Try it
Among the entries below, please repeat exactly and only the lines from the line containing "Query: back row of players" to the line containing "Query: player's knee", both lines included.

═════ Task data ═════

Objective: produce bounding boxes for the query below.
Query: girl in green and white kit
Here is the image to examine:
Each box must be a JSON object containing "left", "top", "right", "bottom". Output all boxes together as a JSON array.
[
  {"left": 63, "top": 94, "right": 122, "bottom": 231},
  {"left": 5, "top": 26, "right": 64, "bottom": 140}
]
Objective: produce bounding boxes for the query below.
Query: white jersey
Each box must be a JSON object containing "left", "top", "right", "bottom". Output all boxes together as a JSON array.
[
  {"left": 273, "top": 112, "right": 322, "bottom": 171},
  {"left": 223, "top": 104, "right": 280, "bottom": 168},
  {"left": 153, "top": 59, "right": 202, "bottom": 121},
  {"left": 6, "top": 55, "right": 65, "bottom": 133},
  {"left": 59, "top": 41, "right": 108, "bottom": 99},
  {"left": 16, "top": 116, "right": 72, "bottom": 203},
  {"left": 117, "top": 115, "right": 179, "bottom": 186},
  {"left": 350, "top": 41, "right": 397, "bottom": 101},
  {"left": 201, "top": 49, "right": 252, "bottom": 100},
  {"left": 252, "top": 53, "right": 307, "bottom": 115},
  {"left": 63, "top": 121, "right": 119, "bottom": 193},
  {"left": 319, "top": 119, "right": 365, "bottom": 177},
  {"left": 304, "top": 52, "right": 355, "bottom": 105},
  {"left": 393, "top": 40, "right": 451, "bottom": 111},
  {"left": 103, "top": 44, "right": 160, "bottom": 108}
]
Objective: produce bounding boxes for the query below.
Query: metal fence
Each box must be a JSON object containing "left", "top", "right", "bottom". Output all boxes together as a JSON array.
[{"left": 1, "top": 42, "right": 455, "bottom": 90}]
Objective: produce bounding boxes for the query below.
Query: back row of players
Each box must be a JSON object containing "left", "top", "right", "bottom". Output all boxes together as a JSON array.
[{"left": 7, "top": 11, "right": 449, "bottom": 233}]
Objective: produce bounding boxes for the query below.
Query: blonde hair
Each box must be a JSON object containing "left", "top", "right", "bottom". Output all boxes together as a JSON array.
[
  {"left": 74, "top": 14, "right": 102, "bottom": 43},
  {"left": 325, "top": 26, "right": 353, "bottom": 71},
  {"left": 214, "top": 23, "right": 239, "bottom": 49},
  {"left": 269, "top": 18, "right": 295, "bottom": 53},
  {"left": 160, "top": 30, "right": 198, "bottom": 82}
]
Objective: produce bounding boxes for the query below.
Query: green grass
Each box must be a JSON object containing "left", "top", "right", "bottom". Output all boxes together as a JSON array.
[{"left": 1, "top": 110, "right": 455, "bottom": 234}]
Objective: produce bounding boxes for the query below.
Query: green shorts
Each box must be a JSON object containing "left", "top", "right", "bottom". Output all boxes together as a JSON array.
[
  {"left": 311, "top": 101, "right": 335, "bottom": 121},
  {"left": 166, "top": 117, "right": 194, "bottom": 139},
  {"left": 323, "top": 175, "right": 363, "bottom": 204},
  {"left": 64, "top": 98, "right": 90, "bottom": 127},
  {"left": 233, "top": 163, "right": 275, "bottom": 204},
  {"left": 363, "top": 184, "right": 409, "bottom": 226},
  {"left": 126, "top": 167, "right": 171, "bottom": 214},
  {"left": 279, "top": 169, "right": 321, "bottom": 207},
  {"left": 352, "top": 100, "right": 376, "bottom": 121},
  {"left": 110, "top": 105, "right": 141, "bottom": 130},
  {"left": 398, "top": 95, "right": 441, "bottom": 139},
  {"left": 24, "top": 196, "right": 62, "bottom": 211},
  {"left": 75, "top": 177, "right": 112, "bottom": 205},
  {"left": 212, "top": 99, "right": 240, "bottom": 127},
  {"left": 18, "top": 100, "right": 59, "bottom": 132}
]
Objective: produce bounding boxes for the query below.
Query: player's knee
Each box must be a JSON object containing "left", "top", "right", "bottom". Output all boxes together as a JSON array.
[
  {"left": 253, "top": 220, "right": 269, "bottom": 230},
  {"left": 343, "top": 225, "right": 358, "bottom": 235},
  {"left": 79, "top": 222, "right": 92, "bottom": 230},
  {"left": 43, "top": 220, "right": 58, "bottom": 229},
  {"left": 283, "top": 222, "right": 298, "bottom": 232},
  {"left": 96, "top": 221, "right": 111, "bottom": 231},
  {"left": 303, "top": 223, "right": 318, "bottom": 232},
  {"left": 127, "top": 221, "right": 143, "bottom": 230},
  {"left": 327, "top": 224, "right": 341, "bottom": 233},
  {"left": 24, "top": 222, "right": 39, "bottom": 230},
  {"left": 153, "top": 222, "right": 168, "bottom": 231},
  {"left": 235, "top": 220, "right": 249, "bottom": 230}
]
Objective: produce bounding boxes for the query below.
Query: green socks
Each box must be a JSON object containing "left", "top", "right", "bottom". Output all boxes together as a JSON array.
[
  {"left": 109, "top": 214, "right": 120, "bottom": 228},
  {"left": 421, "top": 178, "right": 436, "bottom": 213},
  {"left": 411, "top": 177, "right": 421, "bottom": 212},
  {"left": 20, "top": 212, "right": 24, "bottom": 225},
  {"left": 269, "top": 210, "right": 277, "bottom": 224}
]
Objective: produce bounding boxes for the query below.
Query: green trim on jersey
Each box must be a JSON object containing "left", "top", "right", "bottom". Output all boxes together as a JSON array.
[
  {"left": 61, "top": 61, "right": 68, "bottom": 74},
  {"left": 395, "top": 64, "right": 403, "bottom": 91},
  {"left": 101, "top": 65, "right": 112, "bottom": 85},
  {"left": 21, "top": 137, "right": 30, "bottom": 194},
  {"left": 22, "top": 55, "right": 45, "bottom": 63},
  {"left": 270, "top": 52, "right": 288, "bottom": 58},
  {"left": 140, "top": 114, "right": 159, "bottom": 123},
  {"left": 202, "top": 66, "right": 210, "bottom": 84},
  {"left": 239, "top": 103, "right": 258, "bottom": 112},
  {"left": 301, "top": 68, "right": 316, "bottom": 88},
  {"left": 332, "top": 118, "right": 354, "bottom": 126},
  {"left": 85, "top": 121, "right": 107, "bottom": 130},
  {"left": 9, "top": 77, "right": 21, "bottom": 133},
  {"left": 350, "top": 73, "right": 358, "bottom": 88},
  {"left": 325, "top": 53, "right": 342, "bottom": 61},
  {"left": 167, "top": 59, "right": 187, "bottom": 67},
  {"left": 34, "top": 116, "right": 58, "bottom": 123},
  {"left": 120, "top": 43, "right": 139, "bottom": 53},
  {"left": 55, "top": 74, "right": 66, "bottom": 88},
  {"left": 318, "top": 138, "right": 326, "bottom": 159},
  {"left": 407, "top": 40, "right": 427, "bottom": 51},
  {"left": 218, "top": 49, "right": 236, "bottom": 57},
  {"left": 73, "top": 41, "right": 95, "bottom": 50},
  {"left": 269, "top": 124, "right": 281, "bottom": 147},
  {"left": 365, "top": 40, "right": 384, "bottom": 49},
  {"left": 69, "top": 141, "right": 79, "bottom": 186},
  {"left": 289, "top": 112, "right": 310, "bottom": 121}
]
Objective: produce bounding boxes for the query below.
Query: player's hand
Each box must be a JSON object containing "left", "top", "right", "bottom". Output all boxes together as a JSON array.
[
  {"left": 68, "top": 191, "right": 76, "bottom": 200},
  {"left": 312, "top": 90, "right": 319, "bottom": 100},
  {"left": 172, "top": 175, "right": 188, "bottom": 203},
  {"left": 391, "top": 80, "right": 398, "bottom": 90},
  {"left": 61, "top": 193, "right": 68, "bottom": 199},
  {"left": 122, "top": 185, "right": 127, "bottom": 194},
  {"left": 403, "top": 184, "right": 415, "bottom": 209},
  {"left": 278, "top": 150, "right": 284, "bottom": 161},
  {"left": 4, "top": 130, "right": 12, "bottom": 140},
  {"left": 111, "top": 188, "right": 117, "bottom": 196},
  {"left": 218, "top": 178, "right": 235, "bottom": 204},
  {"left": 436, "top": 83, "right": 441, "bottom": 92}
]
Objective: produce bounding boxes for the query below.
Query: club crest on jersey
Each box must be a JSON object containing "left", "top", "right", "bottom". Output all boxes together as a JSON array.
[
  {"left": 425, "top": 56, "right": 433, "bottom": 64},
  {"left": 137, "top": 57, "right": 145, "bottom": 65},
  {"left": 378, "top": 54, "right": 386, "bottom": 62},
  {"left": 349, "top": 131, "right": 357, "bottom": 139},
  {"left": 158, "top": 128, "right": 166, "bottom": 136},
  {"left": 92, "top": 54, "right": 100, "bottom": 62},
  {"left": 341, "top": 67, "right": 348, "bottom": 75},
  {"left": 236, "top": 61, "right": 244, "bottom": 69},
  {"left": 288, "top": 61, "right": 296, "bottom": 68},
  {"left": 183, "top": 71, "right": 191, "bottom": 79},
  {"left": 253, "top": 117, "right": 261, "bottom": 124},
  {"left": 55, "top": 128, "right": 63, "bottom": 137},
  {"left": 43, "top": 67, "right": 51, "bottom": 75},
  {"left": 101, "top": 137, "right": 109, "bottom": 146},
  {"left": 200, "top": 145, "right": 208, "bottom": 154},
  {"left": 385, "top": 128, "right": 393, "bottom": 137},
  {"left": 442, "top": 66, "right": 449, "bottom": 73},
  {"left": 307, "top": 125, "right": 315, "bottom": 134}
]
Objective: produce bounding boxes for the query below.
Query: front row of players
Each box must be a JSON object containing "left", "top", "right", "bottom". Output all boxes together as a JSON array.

═════

Exercise output
Query: back row of players
Each box must be a JSON object containing "left", "top", "right", "bottom". Output all boxes together as a JSON array.
[{"left": 7, "top": 11, "right": 449, "bottom": 233}]
Objective: produce bounding boxes for the query below.
Query: blonde hair
Each box must be a JSON object containing "left", "top", "right", "bottom". Output all boxes together as a JSON array.
[
  {"left": 74, "top": 14, "right": 102, "bottom": 43},
  {"left": 325, "top": 26, "right": 353, "bottom": 71},
  {"left": 214, "top": 23, "right": 239, "bottom": 49},
  {"left": 269, "top": 18, "right": 295, "bottom": 53},
  {"left": 160, "top": 30, "right": 198, "bottom": 82}
]
Objective: produce bounding boxes for the query below.
Query: green grass
Each box must be a JSON object containing "left", "top", "right", "bottom". Output all boxes together as a JSON array.
[{"left": 1, "top": 110, "right": 455, "bottom": 234}]
Objective: produce bounding boxes for the query below.
Query: green shorts
Each box must be a JSON object containing "left", "top", "right", "bottom". Output all boxes together as a JSON array.
[
  {"left": 311, "top": 101, "right": 335, "bottom": 121},
  {"left": 166, "top": 117, "right": 194, "bottom": 139},
  {"left": 323, "top": 175, "right": 363, "bottom": 204},
  {"left": 64, "top": 98, "right": 90, "bottom": 127},
  {"left": 233, "top": 163, "right": 275, "bottom": 204},
  {"left": 363, "top": 184, "right": 409, "bottom": 226},
  {"left": 126, "top": 167, "right": 171, "bottom": 214},
  {"left": 279, "top": 169, "right": 321, "bottom": 207},
  {"left": 352, "top": 100, "right": 376, "bottom": 121},
  {"left": 110, "top": 105, "right": 141, "bottom": 130},
  {"left": 398, "top": 95, "right": 441, "bottom": 139},
  {"left": 24, "top": 196, "right": 62, "bottom": 211},
  {"left": 75, "top": 177, "right": 112, "bottom": 205},
  {"left": 212, "top": 99, "right": 240, "bottom": 127},
  {"left": 18, "top": 100, "right": 59, "bottom": 132}
]
Objective: produce bounding boxes for the query below.
Query: player's knee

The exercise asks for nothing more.